◆ DATASET RECORDS
----

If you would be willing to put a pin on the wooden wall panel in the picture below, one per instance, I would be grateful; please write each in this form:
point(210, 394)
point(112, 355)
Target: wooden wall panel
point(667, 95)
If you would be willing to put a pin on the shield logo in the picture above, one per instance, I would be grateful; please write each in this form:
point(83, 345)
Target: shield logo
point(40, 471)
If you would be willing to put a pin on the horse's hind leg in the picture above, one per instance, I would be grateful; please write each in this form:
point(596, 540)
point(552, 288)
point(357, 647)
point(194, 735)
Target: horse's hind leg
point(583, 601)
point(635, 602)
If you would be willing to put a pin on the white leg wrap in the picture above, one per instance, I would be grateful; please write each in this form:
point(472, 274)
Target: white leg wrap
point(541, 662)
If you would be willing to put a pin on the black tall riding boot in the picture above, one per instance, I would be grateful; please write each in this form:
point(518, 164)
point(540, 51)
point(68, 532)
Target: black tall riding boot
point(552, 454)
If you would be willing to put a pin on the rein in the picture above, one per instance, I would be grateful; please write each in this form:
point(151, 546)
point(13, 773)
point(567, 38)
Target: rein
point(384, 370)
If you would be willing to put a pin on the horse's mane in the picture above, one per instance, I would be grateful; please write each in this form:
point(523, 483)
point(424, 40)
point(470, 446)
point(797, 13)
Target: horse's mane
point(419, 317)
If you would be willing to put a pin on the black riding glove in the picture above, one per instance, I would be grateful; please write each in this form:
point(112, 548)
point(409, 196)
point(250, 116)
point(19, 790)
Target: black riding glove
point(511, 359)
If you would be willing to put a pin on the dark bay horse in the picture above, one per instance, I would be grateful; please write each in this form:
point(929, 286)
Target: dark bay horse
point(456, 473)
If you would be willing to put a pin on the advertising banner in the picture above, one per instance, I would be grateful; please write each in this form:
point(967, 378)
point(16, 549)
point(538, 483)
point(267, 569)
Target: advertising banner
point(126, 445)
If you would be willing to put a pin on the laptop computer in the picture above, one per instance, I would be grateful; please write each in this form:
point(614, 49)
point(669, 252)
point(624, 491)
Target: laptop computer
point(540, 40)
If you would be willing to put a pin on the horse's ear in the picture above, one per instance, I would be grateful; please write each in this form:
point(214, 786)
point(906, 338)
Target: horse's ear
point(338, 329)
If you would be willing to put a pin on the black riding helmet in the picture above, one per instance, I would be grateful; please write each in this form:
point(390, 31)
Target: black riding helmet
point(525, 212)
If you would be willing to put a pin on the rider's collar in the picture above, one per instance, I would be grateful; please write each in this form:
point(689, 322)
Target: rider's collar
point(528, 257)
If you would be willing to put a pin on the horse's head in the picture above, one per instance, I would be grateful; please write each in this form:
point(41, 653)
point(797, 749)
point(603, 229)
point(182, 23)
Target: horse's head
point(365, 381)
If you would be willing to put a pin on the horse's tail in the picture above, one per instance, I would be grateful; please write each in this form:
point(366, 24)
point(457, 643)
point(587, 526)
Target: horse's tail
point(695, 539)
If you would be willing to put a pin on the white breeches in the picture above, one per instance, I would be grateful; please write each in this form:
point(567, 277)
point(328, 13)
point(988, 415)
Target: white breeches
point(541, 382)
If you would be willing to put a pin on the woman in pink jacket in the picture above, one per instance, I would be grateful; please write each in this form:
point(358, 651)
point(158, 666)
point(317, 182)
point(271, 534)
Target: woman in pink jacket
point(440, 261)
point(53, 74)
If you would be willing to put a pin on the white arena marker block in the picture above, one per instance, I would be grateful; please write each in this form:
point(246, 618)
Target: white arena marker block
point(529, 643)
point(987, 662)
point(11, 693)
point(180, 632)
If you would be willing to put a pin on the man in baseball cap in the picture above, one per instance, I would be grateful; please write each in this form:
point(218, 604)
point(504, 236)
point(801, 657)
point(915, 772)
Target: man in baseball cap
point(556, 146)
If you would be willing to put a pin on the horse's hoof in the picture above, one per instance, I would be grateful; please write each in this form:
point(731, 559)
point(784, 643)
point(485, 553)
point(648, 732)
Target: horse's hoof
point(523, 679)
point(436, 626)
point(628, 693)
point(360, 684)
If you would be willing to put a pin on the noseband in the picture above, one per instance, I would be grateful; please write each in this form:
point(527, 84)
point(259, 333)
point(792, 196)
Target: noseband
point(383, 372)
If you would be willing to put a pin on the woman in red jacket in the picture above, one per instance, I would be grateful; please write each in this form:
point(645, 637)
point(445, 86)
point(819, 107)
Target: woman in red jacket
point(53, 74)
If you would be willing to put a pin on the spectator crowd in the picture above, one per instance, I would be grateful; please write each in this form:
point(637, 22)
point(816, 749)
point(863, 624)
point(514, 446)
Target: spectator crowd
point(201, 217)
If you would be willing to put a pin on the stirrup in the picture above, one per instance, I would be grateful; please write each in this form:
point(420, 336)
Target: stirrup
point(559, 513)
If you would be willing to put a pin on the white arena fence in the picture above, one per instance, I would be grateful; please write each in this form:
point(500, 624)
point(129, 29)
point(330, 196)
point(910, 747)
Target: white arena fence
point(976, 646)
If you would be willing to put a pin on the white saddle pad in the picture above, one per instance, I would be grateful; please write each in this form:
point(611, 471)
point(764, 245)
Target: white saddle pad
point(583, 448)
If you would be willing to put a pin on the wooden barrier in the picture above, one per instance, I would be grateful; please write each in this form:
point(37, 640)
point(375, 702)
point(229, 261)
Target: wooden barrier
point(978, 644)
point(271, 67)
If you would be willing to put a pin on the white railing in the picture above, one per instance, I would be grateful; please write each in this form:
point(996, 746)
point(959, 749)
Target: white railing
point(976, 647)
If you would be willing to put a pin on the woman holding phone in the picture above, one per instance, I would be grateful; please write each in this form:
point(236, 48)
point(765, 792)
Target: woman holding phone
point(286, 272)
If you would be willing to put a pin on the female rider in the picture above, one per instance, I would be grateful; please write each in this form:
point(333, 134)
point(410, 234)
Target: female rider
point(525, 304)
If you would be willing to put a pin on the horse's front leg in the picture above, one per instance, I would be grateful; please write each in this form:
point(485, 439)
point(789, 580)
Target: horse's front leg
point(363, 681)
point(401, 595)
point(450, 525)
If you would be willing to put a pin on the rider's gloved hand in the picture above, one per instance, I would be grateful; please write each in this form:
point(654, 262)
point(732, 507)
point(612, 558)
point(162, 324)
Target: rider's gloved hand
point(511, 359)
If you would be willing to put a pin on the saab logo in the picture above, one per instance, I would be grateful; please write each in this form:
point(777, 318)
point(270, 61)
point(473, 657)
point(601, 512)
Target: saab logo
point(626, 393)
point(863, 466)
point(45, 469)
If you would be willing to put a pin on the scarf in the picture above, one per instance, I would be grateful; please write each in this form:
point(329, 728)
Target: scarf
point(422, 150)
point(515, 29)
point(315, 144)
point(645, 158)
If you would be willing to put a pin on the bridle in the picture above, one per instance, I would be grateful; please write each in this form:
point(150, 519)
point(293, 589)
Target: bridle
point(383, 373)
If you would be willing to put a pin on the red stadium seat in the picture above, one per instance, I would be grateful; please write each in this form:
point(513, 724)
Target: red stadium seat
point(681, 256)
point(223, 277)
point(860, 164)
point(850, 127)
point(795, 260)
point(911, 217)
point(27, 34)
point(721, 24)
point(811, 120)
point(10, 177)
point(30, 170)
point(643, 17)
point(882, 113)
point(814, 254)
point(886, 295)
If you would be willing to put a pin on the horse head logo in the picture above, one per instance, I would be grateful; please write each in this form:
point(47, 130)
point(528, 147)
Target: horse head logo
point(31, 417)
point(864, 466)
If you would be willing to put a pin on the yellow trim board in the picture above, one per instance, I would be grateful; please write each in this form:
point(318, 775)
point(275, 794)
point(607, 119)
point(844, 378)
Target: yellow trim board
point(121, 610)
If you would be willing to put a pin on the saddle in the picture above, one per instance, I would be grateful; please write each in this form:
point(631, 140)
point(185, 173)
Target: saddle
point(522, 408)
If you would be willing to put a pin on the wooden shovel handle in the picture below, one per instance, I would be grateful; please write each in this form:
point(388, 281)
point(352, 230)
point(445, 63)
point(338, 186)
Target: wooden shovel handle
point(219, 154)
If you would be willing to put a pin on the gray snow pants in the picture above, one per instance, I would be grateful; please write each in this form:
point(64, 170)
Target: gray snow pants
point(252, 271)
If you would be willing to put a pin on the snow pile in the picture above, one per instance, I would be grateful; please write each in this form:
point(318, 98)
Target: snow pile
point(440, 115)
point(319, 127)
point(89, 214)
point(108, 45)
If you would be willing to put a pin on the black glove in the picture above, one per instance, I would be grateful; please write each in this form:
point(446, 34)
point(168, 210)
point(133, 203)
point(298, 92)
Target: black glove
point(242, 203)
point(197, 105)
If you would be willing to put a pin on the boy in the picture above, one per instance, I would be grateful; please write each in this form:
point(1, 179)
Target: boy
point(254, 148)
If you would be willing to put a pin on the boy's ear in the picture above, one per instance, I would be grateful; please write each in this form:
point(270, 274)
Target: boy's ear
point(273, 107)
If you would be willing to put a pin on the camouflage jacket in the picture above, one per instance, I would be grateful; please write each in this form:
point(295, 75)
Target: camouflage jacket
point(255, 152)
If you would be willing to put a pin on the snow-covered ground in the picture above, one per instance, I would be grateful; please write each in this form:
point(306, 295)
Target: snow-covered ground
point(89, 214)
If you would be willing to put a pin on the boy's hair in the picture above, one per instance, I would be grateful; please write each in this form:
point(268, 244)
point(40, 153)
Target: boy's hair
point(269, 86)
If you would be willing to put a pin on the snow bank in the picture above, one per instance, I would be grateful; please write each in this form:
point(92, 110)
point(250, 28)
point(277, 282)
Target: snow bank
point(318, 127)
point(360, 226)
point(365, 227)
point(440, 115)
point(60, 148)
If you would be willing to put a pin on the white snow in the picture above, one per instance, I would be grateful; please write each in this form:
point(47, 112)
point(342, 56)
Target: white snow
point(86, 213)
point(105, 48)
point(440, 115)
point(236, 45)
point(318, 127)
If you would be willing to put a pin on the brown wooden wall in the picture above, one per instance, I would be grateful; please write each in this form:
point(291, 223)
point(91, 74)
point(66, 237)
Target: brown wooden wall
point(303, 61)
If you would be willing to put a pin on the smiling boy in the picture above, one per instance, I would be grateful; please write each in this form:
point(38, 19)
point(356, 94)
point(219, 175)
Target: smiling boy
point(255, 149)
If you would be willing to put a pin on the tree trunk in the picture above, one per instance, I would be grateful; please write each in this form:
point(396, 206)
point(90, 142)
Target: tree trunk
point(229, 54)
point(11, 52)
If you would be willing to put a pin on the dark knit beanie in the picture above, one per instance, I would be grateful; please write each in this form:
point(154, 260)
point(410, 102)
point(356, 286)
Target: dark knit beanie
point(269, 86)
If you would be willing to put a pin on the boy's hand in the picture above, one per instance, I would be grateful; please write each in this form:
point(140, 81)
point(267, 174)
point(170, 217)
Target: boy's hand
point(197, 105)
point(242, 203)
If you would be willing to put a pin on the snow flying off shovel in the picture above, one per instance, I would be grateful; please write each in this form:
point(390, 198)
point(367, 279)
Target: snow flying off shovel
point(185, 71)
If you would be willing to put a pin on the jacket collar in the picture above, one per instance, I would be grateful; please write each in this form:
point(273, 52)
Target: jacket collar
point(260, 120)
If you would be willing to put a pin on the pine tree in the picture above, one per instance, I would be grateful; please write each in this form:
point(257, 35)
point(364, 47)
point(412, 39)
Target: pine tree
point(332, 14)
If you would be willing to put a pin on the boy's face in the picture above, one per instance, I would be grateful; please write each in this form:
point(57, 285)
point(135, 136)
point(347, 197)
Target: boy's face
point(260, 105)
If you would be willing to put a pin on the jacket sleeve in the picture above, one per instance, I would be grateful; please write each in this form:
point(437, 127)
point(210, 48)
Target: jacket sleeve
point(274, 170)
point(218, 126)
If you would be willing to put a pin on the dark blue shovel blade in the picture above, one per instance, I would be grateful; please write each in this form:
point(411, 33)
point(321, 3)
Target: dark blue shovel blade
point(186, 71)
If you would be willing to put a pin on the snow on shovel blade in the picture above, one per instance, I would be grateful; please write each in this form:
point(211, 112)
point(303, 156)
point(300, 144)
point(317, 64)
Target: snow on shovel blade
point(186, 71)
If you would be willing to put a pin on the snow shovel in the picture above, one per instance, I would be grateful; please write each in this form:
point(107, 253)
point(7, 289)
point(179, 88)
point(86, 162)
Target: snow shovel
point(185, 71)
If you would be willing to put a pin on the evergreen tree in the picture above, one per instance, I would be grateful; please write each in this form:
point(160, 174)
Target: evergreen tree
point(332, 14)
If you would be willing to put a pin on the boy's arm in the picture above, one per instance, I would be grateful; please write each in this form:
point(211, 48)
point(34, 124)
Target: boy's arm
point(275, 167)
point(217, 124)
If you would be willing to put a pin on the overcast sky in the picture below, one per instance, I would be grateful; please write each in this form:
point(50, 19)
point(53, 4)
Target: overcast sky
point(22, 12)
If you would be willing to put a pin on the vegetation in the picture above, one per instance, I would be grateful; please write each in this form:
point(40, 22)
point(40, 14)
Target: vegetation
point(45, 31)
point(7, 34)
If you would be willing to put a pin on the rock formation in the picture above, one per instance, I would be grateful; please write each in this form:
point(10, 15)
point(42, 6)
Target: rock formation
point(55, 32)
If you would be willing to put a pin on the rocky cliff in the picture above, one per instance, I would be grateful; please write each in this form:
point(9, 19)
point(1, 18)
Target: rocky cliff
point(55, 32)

----

◆ TASK
Everything from the line containing "on the vegetation" to the end of the records must be written out exactly; include both of those lines and no others.

◆ FINISHED EXERCISE
If you would be willing to put a pin on the vegetation in the picture above, one per instance, I would be grateful; please write each in this form:
point(40, 22)
point(40, 14)
Target: vegetation
point(45, 31)
point(7, 34)
If you would be willing to put a pin on the rock formation in the picture above, one per instance, I would be grateful; please write each in this form:
point(10, 15)
point(42, 6)
Target: rock formation
point(55, 32)
If you would be willing to put a pin on the rocky cliff in the picture above, one per instance, I would be grateful; please write each in this form:
point(9, 19)
point(1, 18)
Target: rocky cliff
point(55, 32)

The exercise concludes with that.